══ SOURCE RECORDS ══

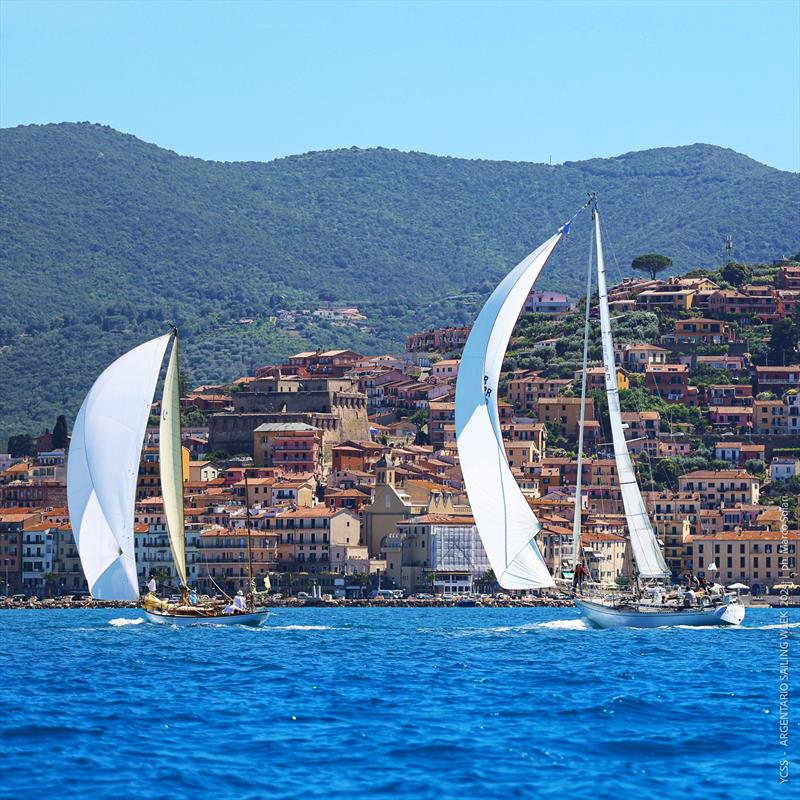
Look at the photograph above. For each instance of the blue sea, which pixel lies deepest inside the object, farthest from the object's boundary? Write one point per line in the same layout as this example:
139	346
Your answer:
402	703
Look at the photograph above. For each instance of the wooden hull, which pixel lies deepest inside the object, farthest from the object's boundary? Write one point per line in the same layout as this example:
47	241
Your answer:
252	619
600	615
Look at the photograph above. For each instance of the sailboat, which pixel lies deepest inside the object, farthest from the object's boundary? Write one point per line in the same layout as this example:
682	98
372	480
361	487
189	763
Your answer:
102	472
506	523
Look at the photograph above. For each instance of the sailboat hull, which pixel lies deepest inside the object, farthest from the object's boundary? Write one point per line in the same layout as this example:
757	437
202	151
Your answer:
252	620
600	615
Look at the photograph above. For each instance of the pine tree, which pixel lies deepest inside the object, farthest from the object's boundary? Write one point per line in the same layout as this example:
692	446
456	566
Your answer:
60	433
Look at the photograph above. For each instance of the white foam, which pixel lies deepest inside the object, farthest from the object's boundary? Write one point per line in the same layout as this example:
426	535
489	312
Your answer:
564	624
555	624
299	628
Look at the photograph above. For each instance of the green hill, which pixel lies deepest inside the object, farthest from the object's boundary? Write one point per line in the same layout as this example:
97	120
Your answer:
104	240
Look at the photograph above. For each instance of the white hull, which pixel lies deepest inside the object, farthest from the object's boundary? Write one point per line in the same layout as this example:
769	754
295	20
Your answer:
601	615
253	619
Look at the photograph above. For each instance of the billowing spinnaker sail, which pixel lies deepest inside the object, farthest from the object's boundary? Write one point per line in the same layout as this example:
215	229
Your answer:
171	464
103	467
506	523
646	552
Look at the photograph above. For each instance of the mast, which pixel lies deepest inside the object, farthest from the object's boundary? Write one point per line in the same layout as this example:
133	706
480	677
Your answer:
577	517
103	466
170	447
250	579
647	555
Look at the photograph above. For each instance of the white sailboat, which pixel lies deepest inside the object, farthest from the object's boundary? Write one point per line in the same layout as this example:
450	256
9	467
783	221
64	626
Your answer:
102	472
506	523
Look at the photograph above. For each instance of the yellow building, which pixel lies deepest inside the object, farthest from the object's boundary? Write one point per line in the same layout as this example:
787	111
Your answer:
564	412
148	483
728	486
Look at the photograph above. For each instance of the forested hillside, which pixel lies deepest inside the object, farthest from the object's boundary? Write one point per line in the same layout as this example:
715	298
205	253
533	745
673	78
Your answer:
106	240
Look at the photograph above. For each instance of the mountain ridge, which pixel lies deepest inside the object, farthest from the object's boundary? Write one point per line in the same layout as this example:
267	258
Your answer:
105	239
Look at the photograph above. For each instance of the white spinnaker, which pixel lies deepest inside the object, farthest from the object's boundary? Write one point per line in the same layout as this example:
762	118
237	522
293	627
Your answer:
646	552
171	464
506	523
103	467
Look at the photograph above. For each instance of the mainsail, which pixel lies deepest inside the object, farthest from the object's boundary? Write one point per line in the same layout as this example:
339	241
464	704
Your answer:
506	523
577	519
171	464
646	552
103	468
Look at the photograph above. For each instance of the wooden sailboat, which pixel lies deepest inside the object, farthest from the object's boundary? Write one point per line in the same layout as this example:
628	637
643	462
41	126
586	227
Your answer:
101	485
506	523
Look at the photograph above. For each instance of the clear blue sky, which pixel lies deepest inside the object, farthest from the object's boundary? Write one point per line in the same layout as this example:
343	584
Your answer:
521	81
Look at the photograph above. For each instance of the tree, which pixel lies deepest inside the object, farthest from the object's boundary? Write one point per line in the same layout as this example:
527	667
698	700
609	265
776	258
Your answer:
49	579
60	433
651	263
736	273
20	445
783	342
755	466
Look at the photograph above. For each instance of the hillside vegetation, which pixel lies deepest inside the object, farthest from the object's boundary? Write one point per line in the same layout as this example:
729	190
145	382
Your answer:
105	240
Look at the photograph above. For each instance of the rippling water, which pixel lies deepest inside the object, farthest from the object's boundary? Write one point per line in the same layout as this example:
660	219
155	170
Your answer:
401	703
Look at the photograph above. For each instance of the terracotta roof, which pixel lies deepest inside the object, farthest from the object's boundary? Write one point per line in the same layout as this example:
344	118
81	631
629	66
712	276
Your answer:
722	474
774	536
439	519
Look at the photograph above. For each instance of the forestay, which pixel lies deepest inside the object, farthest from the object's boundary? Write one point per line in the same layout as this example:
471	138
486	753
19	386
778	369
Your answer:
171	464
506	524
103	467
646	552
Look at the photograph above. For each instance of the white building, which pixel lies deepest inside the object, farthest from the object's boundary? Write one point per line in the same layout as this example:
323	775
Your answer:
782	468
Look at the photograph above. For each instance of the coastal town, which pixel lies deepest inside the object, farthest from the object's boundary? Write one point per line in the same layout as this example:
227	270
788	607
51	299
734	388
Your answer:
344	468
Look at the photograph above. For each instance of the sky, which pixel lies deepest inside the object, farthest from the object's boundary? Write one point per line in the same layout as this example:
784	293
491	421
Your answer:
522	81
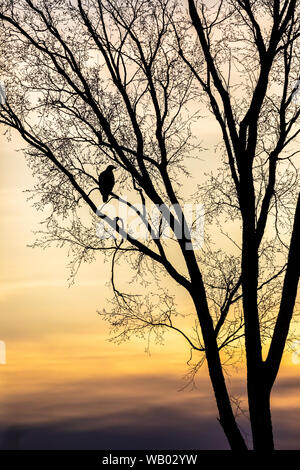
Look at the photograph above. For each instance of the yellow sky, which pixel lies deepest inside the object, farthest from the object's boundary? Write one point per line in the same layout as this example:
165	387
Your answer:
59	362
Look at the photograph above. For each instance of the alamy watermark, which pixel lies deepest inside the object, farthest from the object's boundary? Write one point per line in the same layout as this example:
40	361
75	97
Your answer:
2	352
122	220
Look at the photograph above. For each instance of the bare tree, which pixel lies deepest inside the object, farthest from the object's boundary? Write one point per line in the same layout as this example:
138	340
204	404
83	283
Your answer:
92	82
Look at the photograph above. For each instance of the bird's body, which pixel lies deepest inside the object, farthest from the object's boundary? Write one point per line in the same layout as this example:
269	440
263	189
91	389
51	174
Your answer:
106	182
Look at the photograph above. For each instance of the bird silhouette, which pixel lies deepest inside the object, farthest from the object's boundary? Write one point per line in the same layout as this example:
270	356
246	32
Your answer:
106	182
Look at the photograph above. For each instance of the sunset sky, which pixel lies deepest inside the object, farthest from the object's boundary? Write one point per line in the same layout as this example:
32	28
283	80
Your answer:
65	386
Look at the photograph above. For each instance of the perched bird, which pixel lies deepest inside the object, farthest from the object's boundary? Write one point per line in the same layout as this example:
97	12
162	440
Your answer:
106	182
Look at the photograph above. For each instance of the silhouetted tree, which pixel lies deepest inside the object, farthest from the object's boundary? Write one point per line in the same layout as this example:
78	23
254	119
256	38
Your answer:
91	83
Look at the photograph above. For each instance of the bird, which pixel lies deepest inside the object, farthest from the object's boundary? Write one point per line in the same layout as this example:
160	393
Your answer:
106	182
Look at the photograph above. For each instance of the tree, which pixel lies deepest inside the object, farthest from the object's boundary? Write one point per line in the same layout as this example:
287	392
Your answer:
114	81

═══

◆ EXERCISE DIRECTIONS ◆
An exact transcription of the material is required, without any pictures.

◆ REPLY ◆
Look at the photograph above. For each instance of the blue sea, which pixel lies deepest inside the object, farthest from the object's boundary? Write one point per line in the same layout as this example:
139	346
Your answer:
402	703
Look at the photograph above. For each instance of the wooden hull, which pixel lies deepest inside the object, farthest from the object's boundary? Write one point per line in the same layout as this example:
47	241
Your answer:
252	619
600	615
Look at the photograph above. For each instance of the sailboat, which pixel lies deepest inside the object, farthest from the object's boundary? Write one point per line in the same layout as this example:
682	98
372	480
361	487
189	763
Your answer:
102	472
506	523
Look at the photograph above. For each instance of the sailboat hull, which pixel lies deepest inside the object, farthest from the object's boundary? Write one point per line in the same layout as this example:
757	437
202	151
Your answer:
252	620
600	615
Look at the photograph above. For each instance of the pine tree, which pixel lies deepest inside the object, farthest from the object's boundary? Write one point per line in the same layout as this example:
692	446
456	566
Your answer:
60	433
Look at the photograph above. For each instance of the white foam, which pixel lies deepest inside the object, farthest from the object's boundary? Write one point per line in the same layout as this example:
426	535
489	312
Your answer:
564	624
555	624
299	628
Look at the photograph above. For each instance of the green hill, which pixel lies deepest inside the object, farthest from the object's boundary? Write one point per line in the same layout as this example:
97	120
Your answer:
104	240
Look at the photograph above. For each instance of the white hull, which pixel lies deepest inside the object, farthest from the object's boundary? Write one point per line in the same layout as this example:
769	754
295	20
Your answer:
601	615
253	619
Look at the photograph above. For each instance of the billowing spinnaker sail, which pixel lies deepest inside the object, farthest from the object's boundary? Write one point per line in the same layout as this example:
215	229
Your answer:
171	464
103	467
506	523
646	552
Look at the photograph above. For each instance of the mast, which pixel lies deepest inside the object, farthest from the object's boundary? Write one point per line in the same layout as this example:
133	706
480	677
Your answer:
577	517
103	466
170	447
250	579
647	555
Look at the photograph above. For each instance of the white sailboat, which pixel lies deepest inside the object, farthest from the object's boundary? Write one point per line in the same layout as this example:
450	256
9	467
783	221
64	626
Your answer:
102	472
506	523
Look at the photograph above. For each instance of the yellow building, which pixel lies deepest inside the object, farthest from the object's boundary? Write one point per line in the same layout as this example:
787	111
Your answer:
564	412
148	483
728	486
Look at the photograph above. For each instance of the forested hillside, which pixel lies deepest inside the object, farthest from the object's boundary? Write one point per line in the same layout as this example:
715	298
205	253
533	745
673	78
Your answer:
106	240
Look at the photograph above. For each instance of the mountain ridge, which pixel lies deepest inside the object, farthest from the object's boundary? Write one point per line in the same layout as this example:
267	258
Your answer:
105	239
Look at the photograph above. For each instance of the white spinnaker, which pixel lies deepest inside the object, farthest from the object's boundary? Write one point per line in the same layout as this example:
762	118
237	522
293	627
Your answer:
646	552
171	464
506	523
103	467
Look at the photograph above. For each instance of the mainsail, which pixel lies deepest inside the object, farthest from the object's boundary? Write one point per line in the same layout as this example:
339	241
464	704
Your answer:
506	523
577	519
171	464
646	552
103	468
Look at the photograph above. For each instance of the wooden sailboat, which pixel lies deepest inside the object, farthest from the object's boundary? Write one point per line in the same layout as this example:
628	637
643	462
41	126
586	227
Your answer:
101	485
506	523
Look at the photograph above. For each instance of the clear blue sky, which pixel lies deepest inside the object, farthest from the object's boundary? Write one point per line in the same layout as this example:
343	584
Your answer:
521	81
Look at the photograph above. For each instance of the tree, which pixel lies deepest inside the object, farthest from the object's boundary? Write one point per line in the same layout as this example:
527	667
698	700
609	265
776	258
Your answer:
49	579
60	433
651	263
736	273
20	445
783	342
755	466
Look at the photograph above. For each instance of the hillside vegetation, which pixel lies deepest inside the object, farthest from the object's boundary? Write one point per line in the same layout as this example:
729	190
145	382
Your answer:
105	240
Look at the photograph above. For each instance of the rippling water, which pixel lies deepest inside the object, farthest from the object's boundary? Write one point per line in the same layout as this example:
660	219
155	170
Your answer:
401	703
Look at the photograph above. For each instance of the terracotta roof, which pixel lies deepest inside the object, farthest from the object's boundary? Write one point per line in the same layout as this example:
344	118
81	631
629	66
712	276
Your answer:
722	474
774	536
439	519
Look at the photograph above. For each instance of the forestay, which pixel lies deepest inside the object, farthest from the object's boundary? Write one point per line in the same layout as this example:
471	138
486	753
19	386
778	369
Your answer:
171	464
506	524
103	467
646	552
Look at the photograph above. For each instance of the white building, which pixel lies deepest inside the object, farthest from the object's boundary? Write one point per line in the same layout as this example:
323	775
Your answer:
782	468
Look at the photograph above. For each instance of the coastal town, which pixel lies deepest inside the object, farthest from the object's boundary? Write one point per line in the same layout as this example:
227	270
788	607
51	299
734	388
Your answer:
344	468
Look at the photograph above. For each instance of the sky, which pixel lies deepest inside the object, farthest from the object's boundary? Write one point per line in the same layout as this example:
784	293
491	421
Your answer:
522	81
Look at the photograph above. For each instance of the yellow sky, which pixel lies deepest inside the object, farthest from the object's boundary? Write one point per line in the same layout as this example:
165	387
Your answer:
59	362
Look at the photograph above. For each instance of the alamy watermark, which pixel lies deepest inside the object, farthest from the object's boundary? Write one point per line in the same layout as this example:
40	361
75	97
Your answer:
2	352
122	220
Look at the photograph above. For each instance of the bare tree, which pixel lies deepest inside the object, farthest from the object's boundary? Write one point per line in the same layout as this example:
138	340
204	404
83	283
Your answer:
92	82
Look at the photograph above. For each instance of the bird's body, which pixel lies deepest inside the object, farthest from the object's boundary? Write one point per line in the same layout as this example:
269	440
263	189
91	389
51	174
Your answer:
106	182
Look at the photograph above. For each instance of the bird silhouette, which pixel lies deepest inside the object, farthest from the object's boundary? Write one point per line in the same layout as this example:
270	356
246	32
Your answer:
106	182
Look at the photograph above. For each instance of the sunset sky, which pixel lies deepest inside the object, farthest from the object's boundary? Write one point per line in the same layout as this example:
32	28
283	80
Your answer:
65	386
Look at the photograph above. For each instance of the perched bird, which pixel lies deepest inside the object, farthest from the object's boundary? Write one point per line in the same layout as this example:
97	12
162	440
Your answer:
106	182
Look at the photograph above. For each instance of the silhouetted tree, which pixel lies deepest inside the object, farthest from the object's boundary? Write one point per line in the same layout as this example:
78	23
254	119
256	38
Your answer:
91	83
Look at the photograph above. For each instance of the bird, which pixel lies deepest inside the object, farthest from the object's boundary? Write one point per line in the same layout as this example:
160	393
Your answer:
106	182
Look at the photograph above. For each instance of the tree, which pixel lies deepest inside the object, farthest from the object's boundary? Write one point per line in the same layout as this example:
287	392
Your answer:
114	81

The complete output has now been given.